What to work on:
Pick out every line of the listing below that contains the string "spire", treating uppercase and lowercase letters as different.

Labeled-object pointing entries:
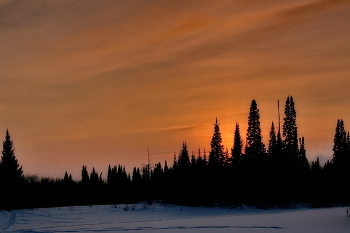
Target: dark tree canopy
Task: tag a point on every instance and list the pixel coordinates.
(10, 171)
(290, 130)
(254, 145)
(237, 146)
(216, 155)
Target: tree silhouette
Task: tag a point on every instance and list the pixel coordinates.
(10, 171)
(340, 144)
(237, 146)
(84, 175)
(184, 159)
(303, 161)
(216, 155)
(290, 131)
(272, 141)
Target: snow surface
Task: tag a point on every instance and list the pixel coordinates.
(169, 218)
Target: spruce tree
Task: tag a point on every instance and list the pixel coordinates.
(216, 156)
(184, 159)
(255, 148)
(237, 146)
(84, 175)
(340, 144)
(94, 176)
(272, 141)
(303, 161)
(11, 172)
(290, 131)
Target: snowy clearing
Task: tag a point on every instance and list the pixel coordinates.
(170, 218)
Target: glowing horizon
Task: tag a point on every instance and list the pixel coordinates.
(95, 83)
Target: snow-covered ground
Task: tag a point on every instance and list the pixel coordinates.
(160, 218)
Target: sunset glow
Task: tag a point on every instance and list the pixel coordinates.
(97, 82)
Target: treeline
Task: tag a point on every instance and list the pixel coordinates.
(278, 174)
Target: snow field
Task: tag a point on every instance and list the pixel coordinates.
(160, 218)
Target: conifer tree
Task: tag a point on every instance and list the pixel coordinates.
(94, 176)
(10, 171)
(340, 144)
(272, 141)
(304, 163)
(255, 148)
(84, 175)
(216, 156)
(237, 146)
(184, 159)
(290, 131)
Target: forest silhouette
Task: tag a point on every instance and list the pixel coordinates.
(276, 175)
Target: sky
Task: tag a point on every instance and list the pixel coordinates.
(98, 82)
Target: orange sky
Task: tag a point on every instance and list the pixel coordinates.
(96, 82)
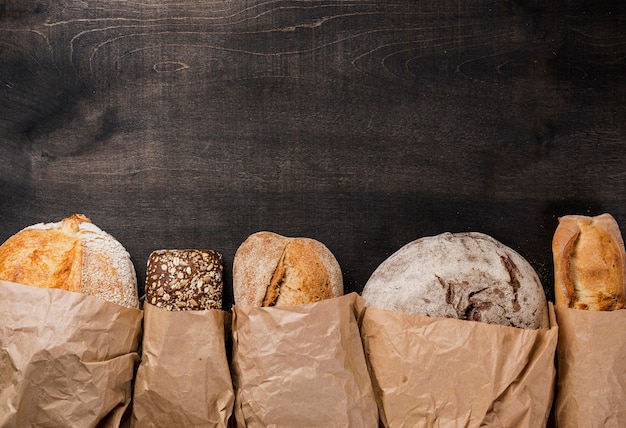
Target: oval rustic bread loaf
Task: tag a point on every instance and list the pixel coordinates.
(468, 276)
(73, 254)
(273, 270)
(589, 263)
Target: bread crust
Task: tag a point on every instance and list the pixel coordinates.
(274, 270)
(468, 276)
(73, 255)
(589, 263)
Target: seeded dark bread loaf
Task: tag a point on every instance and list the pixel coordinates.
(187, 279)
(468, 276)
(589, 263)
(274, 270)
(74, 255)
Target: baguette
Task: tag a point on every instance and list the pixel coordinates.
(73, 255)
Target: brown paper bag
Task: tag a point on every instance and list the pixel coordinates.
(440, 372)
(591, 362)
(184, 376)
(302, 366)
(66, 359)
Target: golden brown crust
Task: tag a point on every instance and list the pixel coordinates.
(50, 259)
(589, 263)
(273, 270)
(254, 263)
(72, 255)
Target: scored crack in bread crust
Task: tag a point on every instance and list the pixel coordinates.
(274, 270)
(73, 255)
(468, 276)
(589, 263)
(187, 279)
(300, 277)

--

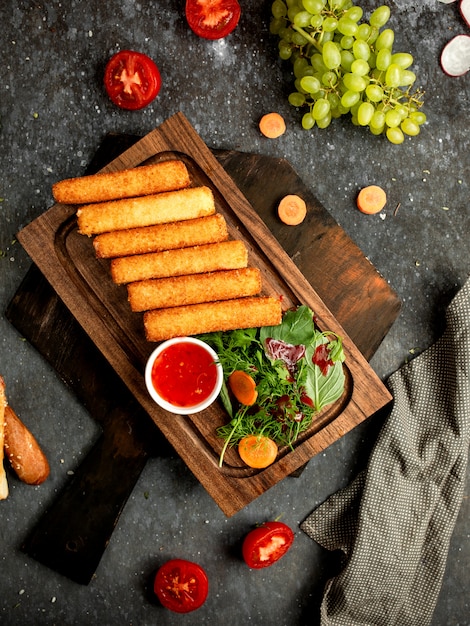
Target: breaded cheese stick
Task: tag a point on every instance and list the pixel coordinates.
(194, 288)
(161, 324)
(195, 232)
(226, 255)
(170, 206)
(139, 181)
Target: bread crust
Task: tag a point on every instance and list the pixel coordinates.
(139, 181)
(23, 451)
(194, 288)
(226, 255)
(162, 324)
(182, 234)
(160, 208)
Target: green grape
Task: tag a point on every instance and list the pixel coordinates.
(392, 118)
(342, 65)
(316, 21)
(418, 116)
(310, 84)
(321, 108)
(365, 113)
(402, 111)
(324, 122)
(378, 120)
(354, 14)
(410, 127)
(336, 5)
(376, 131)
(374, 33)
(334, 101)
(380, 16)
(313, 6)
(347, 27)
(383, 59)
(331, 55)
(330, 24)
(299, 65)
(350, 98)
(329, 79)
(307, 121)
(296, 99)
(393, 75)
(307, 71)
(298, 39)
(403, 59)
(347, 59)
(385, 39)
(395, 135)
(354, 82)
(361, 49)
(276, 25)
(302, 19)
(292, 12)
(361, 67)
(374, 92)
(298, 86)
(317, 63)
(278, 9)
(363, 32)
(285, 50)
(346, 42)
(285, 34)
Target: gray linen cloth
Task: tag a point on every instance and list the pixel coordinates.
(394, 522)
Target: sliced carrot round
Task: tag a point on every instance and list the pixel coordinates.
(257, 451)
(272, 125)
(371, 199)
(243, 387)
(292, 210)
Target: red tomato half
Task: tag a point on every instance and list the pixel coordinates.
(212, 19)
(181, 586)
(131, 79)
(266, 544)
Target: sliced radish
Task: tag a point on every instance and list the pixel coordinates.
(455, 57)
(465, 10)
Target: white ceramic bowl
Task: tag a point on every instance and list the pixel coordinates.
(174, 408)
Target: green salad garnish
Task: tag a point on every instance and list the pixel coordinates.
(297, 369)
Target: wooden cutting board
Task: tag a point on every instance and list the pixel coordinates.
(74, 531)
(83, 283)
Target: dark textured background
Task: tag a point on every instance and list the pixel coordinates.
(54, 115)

---

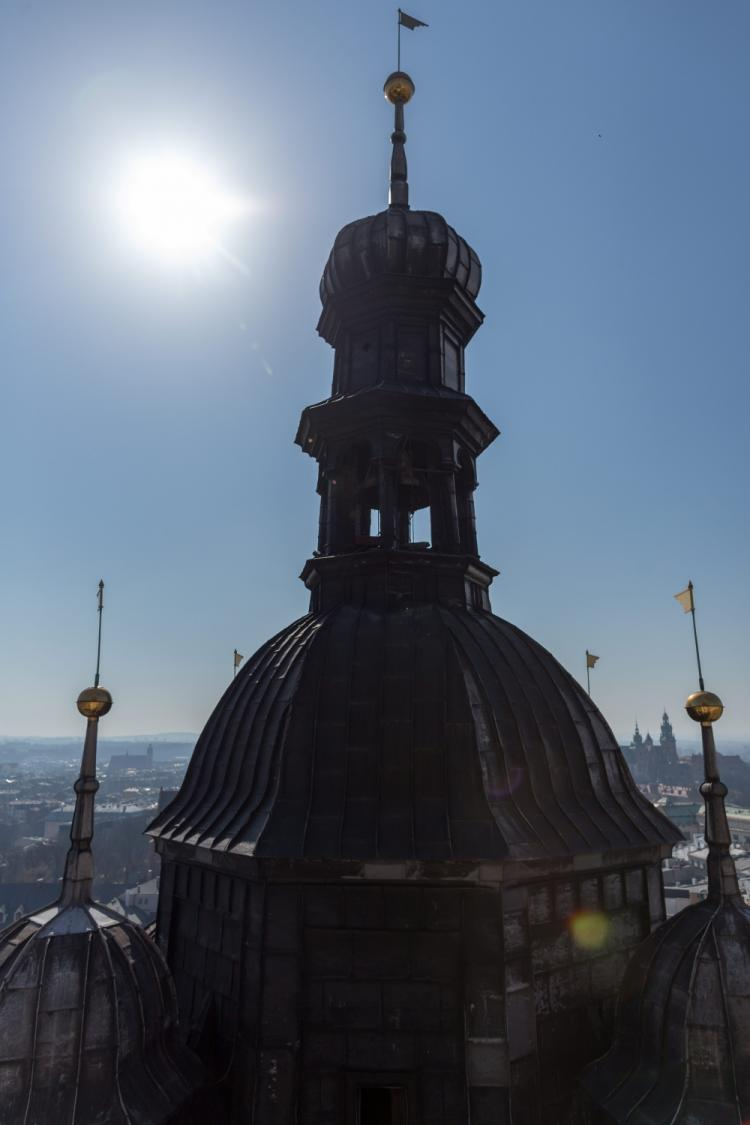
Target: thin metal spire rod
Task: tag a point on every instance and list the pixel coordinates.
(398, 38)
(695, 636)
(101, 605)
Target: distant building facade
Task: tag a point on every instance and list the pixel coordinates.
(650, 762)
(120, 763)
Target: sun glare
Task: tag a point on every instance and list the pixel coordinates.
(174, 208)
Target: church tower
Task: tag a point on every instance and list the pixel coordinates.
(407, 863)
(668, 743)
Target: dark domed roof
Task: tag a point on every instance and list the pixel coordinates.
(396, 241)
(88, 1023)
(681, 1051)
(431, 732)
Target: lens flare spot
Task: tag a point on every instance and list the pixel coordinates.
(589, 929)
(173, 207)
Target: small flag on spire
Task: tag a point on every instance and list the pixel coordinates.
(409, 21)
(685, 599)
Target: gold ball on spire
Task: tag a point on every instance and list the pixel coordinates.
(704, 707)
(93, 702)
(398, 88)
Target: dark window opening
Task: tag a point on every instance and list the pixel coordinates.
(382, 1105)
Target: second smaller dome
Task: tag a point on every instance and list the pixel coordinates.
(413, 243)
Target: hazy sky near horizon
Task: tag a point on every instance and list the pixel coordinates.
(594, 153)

Response:
Target: thin metal spire rod
Target: small flag on spire
Target: gold ball on spire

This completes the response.